▸ DIRECTIONS FOR THIS TASK
Look below for the line containing "Where can the mountain peak", then write out that line and every line after it to the end, exactly, minus the pictures.

▸ PROVIDED RECORDS
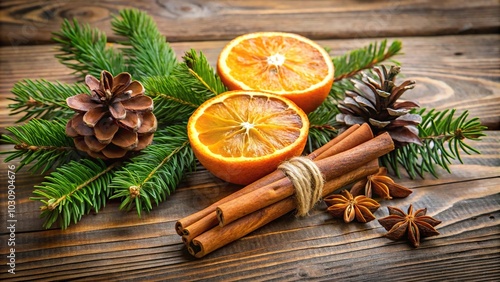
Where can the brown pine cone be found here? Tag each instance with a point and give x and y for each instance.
(376, 102)
(114, 119)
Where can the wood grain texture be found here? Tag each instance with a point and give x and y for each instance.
(32, 22)
(119, 246)
(451, 71)
(452, 67)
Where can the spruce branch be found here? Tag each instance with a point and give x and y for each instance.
(86, 51)
(322, 120)
(367, 57)
(209, 83)
(43, 99)
(150, 177)
(41, 142)
(74, 190)
(149, 53)
(175, 96)
(443, 137)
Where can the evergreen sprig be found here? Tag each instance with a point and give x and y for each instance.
(178, 88)
(347, 66)
(365, 58)
(74, 190)
(204, 79)
(43, 99)
(149, 178)
(148, 53)
(173, 99)
(41, 142)
(443, 137)
(86, 50)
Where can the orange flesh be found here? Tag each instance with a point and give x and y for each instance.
(248, 126)
(276, 64)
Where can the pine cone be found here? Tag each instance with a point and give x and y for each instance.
(114, 119)
(376, 103)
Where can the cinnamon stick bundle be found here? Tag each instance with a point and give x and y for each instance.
(348, 157)
(206, 218)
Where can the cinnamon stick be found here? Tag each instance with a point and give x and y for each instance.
(331, 167)
(353, 136)
(218, 236)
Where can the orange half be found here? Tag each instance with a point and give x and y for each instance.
(241, 136)
(285, 64)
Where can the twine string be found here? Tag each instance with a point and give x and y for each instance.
(307, 180)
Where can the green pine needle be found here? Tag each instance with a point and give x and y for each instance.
(204, 80)
(173, 99)
(367, 57)
(85, 50)
(43, 99)
(149, 53)
(322, 120)
(149, 178)
(41, 143)
(74, 190)
(443, 137)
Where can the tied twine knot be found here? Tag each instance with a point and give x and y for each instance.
(307, 180)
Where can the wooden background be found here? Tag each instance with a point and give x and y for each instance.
(452, 50)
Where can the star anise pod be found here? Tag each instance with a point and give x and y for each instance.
(114, 119)
(380, 184)
(412, 225)
(349, 208)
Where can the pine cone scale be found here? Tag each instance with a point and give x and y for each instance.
(132, 121)
(376, 103)
(114, 119)
(79, 126)
(149, 123)
(138, 103)
(117, 110)
(93, 144)
(92, 117)
(81, 102)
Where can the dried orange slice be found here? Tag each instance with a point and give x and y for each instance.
(241, 136)
(281, 63)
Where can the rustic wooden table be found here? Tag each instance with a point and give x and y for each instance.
(452, 50)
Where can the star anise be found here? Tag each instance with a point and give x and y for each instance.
(380, 184)
(349, 207)
(414, 225)
(114, 119)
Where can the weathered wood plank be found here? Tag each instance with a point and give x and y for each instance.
(120, 246)
(451, 71)
(32, 22)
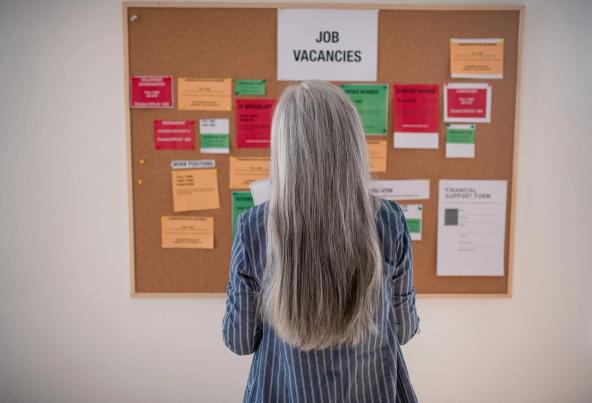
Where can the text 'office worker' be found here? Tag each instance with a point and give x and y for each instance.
(321, 277)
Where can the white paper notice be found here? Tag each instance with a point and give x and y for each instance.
(471, 227)
(324, 44)
(413, 215)
(260, 190)
(405, 189)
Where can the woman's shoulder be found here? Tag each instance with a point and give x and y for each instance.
(390, 215)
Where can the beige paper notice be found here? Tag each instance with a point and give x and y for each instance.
(245, 170)
(187, 232)
(377, 153)
(195, 189)
(477, 58)
(205, 94)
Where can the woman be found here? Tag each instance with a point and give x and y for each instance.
(321, 279)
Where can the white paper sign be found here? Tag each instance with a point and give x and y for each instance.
(323, 44)
(404, 189)
(471, 227)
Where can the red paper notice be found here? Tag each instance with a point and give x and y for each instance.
(174, 134)
(416, 114)
(467, 102)
(253, 122)
(151, 92)
(416, 108)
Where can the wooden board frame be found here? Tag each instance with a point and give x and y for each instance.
(126, 5)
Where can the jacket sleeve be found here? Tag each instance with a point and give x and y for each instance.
(241, 326)
(407, 320)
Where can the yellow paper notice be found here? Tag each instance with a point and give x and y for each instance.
(377, 153)
(205, 94)
(195, 189)
(245, 170)
(187, 232)
(477, 58)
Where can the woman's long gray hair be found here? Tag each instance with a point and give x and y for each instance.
(323, 276)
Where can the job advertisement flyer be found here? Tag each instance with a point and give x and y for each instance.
(471, 227)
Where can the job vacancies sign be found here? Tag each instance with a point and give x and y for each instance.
(336, 45)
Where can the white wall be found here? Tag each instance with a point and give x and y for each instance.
(69, 330)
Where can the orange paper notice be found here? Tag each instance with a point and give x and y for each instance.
(205, 94)
(187, 232)
(477, 58)
(377, 153)
(245, 170)
(195, 189)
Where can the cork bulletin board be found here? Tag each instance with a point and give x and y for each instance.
(239, 41)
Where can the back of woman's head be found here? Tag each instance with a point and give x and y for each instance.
(323, 274)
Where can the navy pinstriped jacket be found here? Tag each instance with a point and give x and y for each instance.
(373, 371)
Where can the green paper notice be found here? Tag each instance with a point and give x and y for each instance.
(460, 141)
(250, 87)
(414, 217)
(241, 201)
(371, 101)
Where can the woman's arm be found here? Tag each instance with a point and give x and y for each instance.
(241, 327)
(407, 320)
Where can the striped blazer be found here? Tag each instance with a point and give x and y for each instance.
(373, 371)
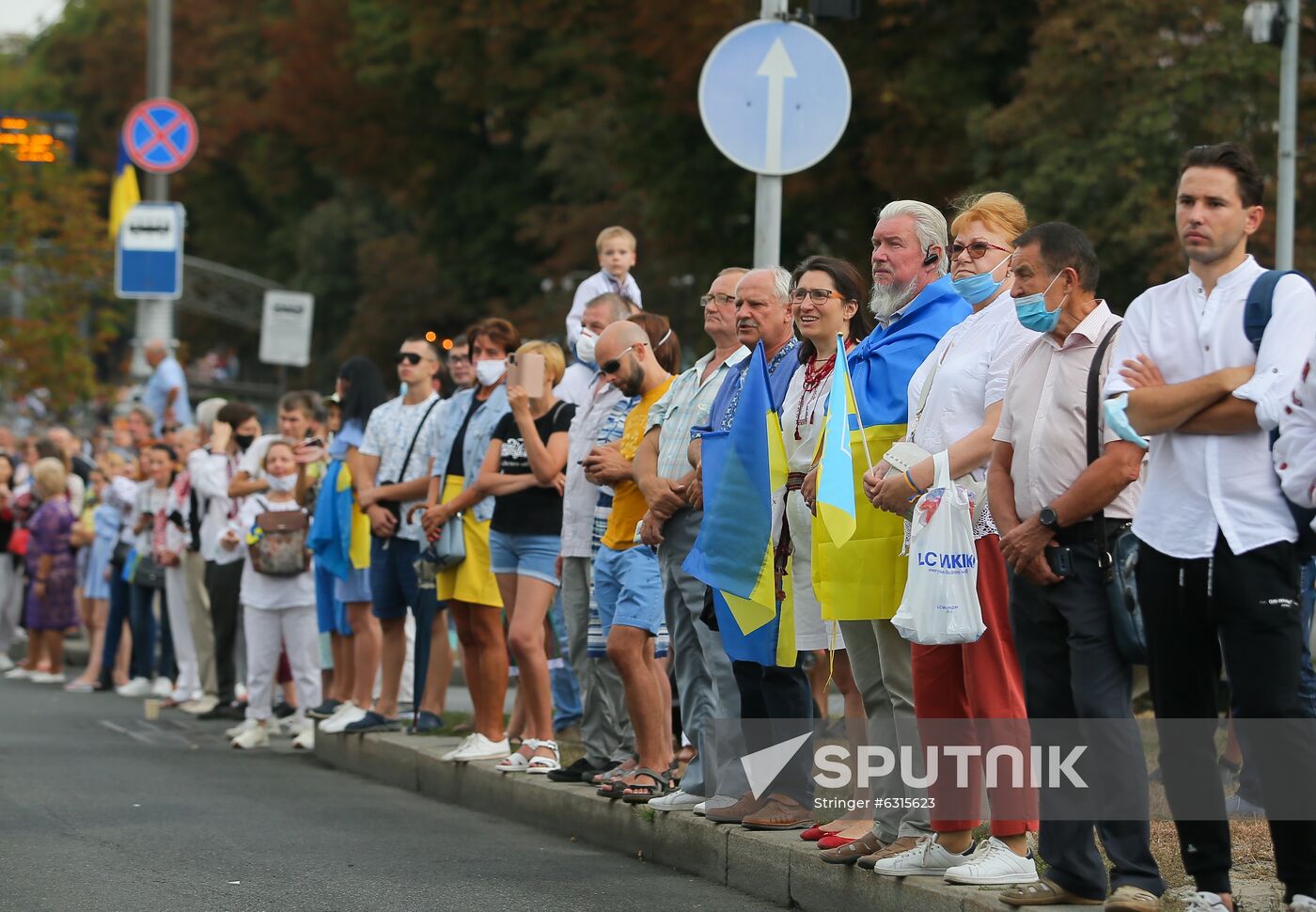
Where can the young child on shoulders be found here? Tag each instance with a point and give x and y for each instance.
(616, 249)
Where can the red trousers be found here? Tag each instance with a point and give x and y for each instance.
(978, 681)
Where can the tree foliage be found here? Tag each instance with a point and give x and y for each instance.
(417, 165)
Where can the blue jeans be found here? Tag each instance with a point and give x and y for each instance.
(141, 619)
(566, 694)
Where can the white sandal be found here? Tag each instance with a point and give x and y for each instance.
(543, 763)
(516, 761)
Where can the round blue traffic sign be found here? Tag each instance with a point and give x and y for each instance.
(160, 135)
(774, 96)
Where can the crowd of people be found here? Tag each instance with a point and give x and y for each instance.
(540, 490)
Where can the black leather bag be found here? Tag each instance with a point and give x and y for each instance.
(1115, 558)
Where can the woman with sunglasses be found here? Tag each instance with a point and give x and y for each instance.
(458, 504)
(958, 412)
(826, 298)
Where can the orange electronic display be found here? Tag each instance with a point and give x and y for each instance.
(39, 138)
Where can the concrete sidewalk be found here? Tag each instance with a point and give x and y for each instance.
(773, 866)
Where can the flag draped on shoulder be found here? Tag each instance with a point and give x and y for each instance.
(124, 193)
(861, 575)
(733, 554)
(836, 467)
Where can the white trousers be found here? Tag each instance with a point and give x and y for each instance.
(266, 631)
(188, 684)
(10, 599)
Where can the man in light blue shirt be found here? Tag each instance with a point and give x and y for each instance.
(166, 388)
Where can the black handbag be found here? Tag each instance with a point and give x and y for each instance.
(1115, 558)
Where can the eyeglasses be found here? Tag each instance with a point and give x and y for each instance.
(816, 295)
(615, 365)
(721, 300)
(977, 250)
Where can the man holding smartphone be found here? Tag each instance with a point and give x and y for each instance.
(1043, 496)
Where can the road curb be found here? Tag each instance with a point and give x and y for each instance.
(776, 868)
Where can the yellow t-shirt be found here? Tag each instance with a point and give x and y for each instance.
(628, 503)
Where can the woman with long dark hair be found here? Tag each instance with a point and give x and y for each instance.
(354, 638)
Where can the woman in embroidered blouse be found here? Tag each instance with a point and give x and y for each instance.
(826, 298)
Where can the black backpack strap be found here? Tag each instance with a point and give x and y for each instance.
(1261, 299)
(1094, 438)
(401, 473)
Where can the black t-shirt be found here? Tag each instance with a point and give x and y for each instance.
(535, 511)
(456, 462)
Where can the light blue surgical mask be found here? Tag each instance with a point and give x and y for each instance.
(1118, 421)
(1032, 309)
(978, 289)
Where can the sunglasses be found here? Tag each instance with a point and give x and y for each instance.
(977, 250)
(816, 295)
(615, 365)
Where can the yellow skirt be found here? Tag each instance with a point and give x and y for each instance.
(471, 580)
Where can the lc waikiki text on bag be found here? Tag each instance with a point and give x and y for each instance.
(940, 605)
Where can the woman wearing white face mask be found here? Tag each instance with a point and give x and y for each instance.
(954, 405)
(276, 609)
(458, 448)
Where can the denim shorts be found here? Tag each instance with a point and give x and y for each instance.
(628, 589)
(392, 576)
(525, 554)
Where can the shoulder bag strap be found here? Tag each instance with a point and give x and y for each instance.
(1094, 438)
(401, 473)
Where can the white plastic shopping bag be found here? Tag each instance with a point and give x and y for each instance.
(940, 603)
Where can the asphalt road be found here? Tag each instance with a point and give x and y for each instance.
(102, 810)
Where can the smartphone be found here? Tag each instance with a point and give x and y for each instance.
(525, 371)
(1061, 560)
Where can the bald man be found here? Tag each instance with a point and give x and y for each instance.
(627, 583)
(166, 388)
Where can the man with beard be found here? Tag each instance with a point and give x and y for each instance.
(627, 582)
(915, 305)
(1217, 565)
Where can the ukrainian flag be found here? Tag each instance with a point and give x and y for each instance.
(122, 191)
(836, 468)
(734, 552)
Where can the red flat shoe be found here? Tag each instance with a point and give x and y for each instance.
(833, 841)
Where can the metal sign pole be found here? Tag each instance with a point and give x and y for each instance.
(1287, 188)
(155, 318)
(767, 188)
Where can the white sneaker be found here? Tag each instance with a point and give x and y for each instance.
(461, 745)
(480, 747)
(927, 857)
(342, 717)
(257, 736)
(200, 704)
(135, 687)
(1206, 902)
(234, 731)
(678, 800)
(993, 863)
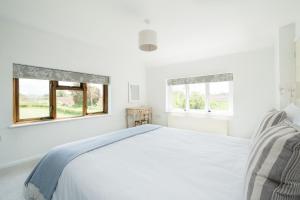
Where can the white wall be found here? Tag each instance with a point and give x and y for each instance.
(27, 45)
(286, 63)
(254, 86)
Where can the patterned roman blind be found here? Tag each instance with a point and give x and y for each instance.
(201, 79)
(33, 72)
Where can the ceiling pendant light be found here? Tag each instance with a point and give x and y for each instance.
(147, 39)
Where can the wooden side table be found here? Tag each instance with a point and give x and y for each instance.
(137, 116)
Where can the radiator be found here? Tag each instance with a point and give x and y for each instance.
(207, 124)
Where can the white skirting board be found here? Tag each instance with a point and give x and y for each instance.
(208, 124)
(21, 162)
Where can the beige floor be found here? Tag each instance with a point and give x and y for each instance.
(12, 180)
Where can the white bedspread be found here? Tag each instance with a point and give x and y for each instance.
(165, 164)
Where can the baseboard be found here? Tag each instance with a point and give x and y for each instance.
(21, 162)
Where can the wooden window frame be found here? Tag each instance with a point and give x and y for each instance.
(53, 87)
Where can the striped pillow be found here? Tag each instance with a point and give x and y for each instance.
(272, 118)
(273, 171)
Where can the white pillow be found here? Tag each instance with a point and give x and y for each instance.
(293, 113)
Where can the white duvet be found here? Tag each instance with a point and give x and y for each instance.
(160, 165)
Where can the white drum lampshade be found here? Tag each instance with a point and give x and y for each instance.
(147, 40)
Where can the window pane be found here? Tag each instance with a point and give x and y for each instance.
(72, 84)
(33, 98)
(178, 97)
(69, 103)
(219, 96)
(94, 98)
(197, 96)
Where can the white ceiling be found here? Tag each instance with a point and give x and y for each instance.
(187, 29)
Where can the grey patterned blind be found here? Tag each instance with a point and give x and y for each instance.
(201, 79)
(32, 72)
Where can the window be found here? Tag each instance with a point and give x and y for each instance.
(33, 104)
(209, 97)
(178, 97)
(37, 100)
(95, 98)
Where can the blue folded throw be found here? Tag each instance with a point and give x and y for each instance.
(46, 174)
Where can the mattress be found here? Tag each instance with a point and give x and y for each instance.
(163, 164)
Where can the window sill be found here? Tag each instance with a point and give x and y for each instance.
(225, 116)
(57, 121)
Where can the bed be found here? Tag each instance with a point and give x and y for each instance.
(165, 163)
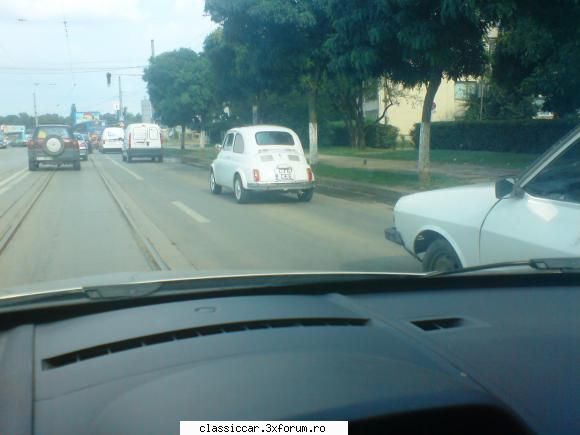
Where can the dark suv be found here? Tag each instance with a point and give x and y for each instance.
(54, 144)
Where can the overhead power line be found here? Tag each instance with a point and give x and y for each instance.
(61, 69)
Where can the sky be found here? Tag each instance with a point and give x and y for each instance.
(65, 64)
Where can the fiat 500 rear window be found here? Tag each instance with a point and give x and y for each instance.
(274, 138)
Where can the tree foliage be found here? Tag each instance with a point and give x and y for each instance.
(179, 87)
(280, 44)
(538, 52)
(412, 42)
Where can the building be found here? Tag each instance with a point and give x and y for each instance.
(407, 105)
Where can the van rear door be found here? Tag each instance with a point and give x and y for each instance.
(153, 137)
(139, 137)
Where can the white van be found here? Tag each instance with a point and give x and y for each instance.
(111, 139)
(142, 141)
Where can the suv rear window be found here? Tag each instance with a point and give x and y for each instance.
(140, 133)
(274, 138)
(43, 132)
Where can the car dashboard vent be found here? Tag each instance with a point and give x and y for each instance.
(184, 334)
(438, 324)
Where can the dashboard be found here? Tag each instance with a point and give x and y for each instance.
(474, 360)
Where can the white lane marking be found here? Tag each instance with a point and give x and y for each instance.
(127, 170)
(14, 181)
(191, 213)
(16, 174)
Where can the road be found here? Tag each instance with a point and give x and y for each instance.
(116, 217)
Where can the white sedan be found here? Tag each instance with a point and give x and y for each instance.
(536, 215)
(261, 158)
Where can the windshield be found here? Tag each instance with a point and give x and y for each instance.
(275, 136)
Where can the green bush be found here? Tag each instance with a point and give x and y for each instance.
(520, 136)
(335, 134)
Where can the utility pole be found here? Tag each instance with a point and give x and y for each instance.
(151, 104)
(121, 110)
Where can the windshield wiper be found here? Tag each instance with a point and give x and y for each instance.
(562, 265)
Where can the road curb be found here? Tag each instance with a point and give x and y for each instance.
(332, 186)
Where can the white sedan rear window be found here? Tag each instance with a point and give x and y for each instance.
(274, 138)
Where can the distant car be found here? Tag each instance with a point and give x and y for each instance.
(53, 144)
(83, 146)
(142, 141)
(533, 216)
(262, 158)
(111, 139)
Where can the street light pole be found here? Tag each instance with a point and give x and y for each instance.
(35, 114)
(121, 116)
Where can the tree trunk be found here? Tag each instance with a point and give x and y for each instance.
(313, 126)
(359, 121)
(425, 132)
(183, 137)
(255, 117)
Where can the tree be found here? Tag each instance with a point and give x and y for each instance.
(179, 88)
(538, 53)
(415, 43)
(280, 63)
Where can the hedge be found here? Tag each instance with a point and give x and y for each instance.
(529, 136)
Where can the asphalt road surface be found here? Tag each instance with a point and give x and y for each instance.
(110, 217)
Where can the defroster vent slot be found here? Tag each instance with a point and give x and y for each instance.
(184, 334)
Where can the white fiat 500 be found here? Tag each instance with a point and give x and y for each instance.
(535, 216)
(261, 158)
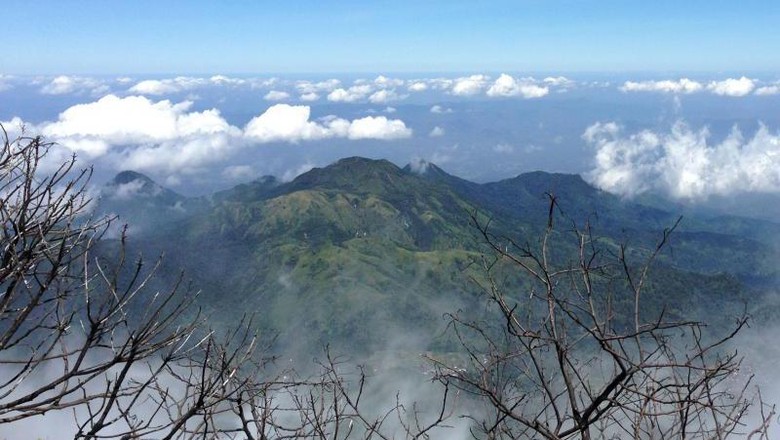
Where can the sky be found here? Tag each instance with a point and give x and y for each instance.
(680, 99)
(253, 36)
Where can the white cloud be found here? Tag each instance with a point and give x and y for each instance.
(503, 148)
(683, 163)
(310, 96)
(378, 128)
(130, 190)
(142, 134)
(306, 87)
(64, 84)
(559, 81)
(353, 94)
(507, 86)
(167, 86)
(419, 165)
(440, 110)
(222, 80)
(290, 123)
(768, 90)
(732, 87)
(276, 95)
(436, 132)
(388, 83)
(238, 172)
(385, 95)
(683, 85)
(469, 86)
(418, 86)
(287, 123)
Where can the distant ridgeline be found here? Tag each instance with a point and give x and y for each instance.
(366, 255)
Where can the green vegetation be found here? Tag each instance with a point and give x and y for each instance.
(360, 252)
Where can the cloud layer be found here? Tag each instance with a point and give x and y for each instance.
(139, 133)
(683, 163)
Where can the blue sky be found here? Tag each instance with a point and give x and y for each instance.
(680, 98)
(243, 36)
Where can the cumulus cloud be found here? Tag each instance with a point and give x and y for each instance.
(167, 86)
(418, 86)
(276, 95)
(238, 172)
(559, 81)
(436, 132)
(768, 90)
(437, 109)
(469, 86)
(683, 163)
(64, 84)
(288, 123)
(419, 165)
(507, 86)
(136, 132)
(385, 95)
(306, 87)
(683, 85)
(142, 134)
(308, 97)
(388, 83)
(378, 128)
(222, 80)
(352, 94)
(732, 87)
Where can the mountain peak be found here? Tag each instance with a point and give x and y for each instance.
(127, 176)
(357, 173)
(131, 184)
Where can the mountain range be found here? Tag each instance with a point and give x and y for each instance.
(367, 255)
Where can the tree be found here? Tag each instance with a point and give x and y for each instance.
(576, 354)
(81, 331)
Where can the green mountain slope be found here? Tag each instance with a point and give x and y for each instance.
(364, 254)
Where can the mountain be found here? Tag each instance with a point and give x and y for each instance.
(366, 255)
(142, 203)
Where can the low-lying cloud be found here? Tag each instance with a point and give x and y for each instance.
(683, 85)
(508, 86)
(683, 163)
(139, 133)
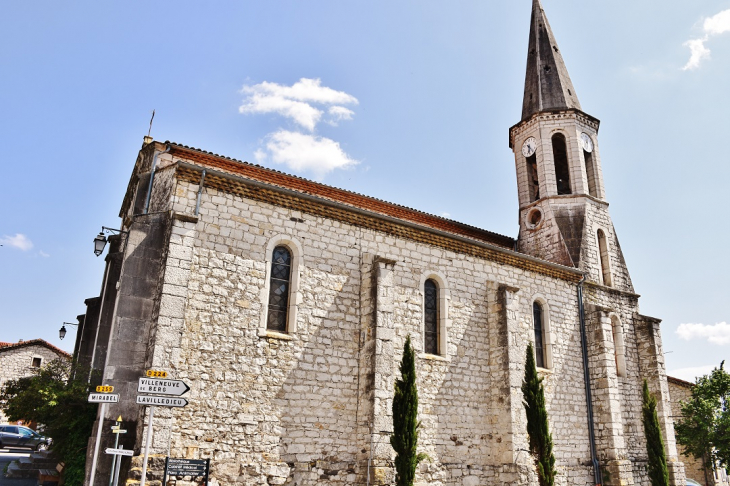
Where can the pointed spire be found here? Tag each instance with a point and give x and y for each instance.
(547, 83)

▸ TASK ANSWER
Where can the mountain peak be found here? Tag each instance with a point and give x and y for each instance.
(127, 176)
(357, 173)
(131, 184)
Where can the mountain range be found here? Tag each instance with a point and give x and y for each instance.
(367, 255)
Where can the tree be found here? Tag each instance with a point and give x and y for each instance.
(576, 354)
(81, 331)
Where can the green mountain slope be found here? Tag each instance with a point and give x and y for each instance.
(364, 254)
Where can the mountain be found here? Tag each instance with a point and give x and y for each instance.
(366, 255)
(142, 203)
Where can the low-lying cloud be found here? Tag each instance with a point and give x and y for each instance.
(683, 85)
(508, 86)
(683, 163)
(139, 133)
Where can the pointed spire be found here? Tag each instance with a point and give x and y for each instance.
(547, 83)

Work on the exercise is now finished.